Source excerpt:
I would like to acknowledge the traditional
owners and thank you for allowing us to launch this story
in this beautiful part of Yalanji country.
When I was a little girl and going to school
in Sydney I made a model of the first fleet, landing at Sydney
Cove. I remember very clearly making little pipe cleaner people
and little boats and setting them up in a miniature re-enactment.
Along with the white pipe cleaner sailors,
my teacher instructed me to make black pipe cleaner people
and to put them at the back of the cardboard box so they could
look over the historical landing.
I’m not sure if it was the way my
teacher spoke or if it was her lack of an explanation as to
who these stick figures were but something intrigued me and
I wanted to know more.
I asked my teacher who the black pipe cleaner
people were and where had they gone for I had never seen them
on the banks of Sydney harbour.
My teacher said with authority; they have
all died. Like all good eight year olds I filed my lesson
away in the back of my mind. Within the year my family circumstances
changed and I moved from inner city Sydney to Darwin. I clearly
remember being shocked for there, alive and well, were the
dark-skinned people that my teacher had only recently told
me were all dead.
It was a memorable moment in my life and
it triggered in me a desire to know the history of my country
of birth and to find out why the truth was being hidden.
Over the years I came across many stories.
One story though, intrigued me so much that it eventually
inspired my life for more than two years.
Norman Baird.
I feel privileged that I have had the opportunity
to tell his story and I thank three special women Polly, Annie
and Ivy for sharing a part of their lives to help this story
surface.
It was with great excitement that I compiled
this bit of information and that bit. It was a complex puzzle
that slowly but surely was pieced together to re-create his
life.
I remember the day that I finally saw Norman’s
photo which was taken in 1917 just after he enlisted for the
first World War.
We had spent months trying to track it down
from Cooktown to Mena Creek, near Innisfail. We were told
that Kerry MacGillivray had the original photo as Norman had
posted it to her grandfather, however Kerry couldn’t
remember having the photo. (She was pregnant at the time and
some of us know what that can do to our memories.)
Kerry, between bouts of morning sickness,
persevered with the search but after a month advised us that
it didn’t appear she had it after all.

Dataset:
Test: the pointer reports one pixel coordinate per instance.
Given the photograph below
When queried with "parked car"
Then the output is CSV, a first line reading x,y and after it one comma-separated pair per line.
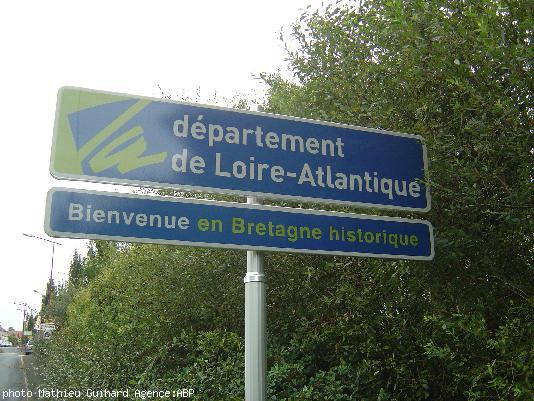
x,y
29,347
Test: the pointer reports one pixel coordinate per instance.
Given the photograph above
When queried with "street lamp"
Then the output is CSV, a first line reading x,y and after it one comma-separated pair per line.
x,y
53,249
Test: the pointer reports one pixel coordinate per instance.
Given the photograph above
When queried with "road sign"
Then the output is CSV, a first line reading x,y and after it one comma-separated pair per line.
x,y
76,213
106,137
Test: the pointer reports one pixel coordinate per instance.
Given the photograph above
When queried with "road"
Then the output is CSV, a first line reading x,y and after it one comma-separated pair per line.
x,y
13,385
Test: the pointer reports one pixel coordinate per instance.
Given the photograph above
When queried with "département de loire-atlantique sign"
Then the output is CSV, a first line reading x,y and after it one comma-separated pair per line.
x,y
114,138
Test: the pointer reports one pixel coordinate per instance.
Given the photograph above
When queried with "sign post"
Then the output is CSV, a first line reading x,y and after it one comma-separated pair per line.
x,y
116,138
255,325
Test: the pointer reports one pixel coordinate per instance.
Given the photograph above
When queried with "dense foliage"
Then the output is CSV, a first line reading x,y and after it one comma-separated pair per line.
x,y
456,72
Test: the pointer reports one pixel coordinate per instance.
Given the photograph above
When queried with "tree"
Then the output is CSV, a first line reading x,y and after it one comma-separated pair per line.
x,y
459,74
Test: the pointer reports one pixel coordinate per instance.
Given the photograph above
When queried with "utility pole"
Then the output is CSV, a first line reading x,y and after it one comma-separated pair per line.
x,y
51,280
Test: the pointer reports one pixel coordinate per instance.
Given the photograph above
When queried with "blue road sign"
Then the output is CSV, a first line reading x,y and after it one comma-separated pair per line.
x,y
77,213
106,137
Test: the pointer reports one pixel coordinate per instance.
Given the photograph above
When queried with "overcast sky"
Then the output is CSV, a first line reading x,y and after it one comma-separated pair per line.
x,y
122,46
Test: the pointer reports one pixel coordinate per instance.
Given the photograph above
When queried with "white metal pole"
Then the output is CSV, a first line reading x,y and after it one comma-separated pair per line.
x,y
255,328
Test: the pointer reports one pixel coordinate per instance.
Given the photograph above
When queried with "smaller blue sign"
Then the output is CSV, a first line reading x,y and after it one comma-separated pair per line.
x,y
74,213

What this exercise asks:
[1] In the launch speech, why was the speaker shocked after moving to Darwin? Answer in one to three sentences.
[2] Go on with the launch speech about Norman Baird, starting right after its last sentence.
The rows aren't needed for anything here.

Answers for the exercise:
[1] In Darwin the speaker saw dark-skinned people alive and well, even though the teacher in Sydney had recently said with authority that they had all died. Seeing them contradicted that lesson, and this is what later sparked the speaker's wish to learn the history of the country and why the truth was being hidden.

[2]
It wasn’t until Cyclone Larry battered
our coastline that the photo resurfaced as flooding forced
Kerry to move and repack some old boxes.
It was a special moment when we finally
had a chance to hold the 89 year old photo signed by Norman.
Equally special was the day I saw a copy
of Norman’s personal file from the State Archives. There
it was in black and white, a trail of evidence that detailed
the campaign to discredit him.
But nothing could compare with reading the
letters Norman himself had written.
In 1955 Norman wrote a letter to the Cooktown
Protector of Aboriginals beseeching the department to do something
about the desperate situation that Bama had been forced into.
Norman was sixty-six years old when he wrote
this letter and even at this ripe old age he told the protector
that he would carry on with the good work he was doing as
long as there was ‘a spark left within’.
In this letter he writes about his concern
for the welfare of his community and how bureaucratic process
was depriving Bama of their rights.
He wondered also if he was contributing
as much as he could and if he was on the right track because
he did not feel his efforts were appreciated.
Finally he asks if the time will arrive
when the younger generation will show some gratitude on behalf
of the community. I never met Norman as he died when I was
three years old but I have read and re read this letter and
I think out of all his letters this one sums up who Norman
Baird was,
He was a man who despite feeling as though
no progress was being made and that little if any justice
was forthcoming, continued to work for the betterment of his
people until the end of his life.
I don’t know if Norman ever received
the gratitude he wrote about in this letter but I would personally
like to express my gratitude for the work he did and with
the knowledge gained from this book I hope many others can
do the same.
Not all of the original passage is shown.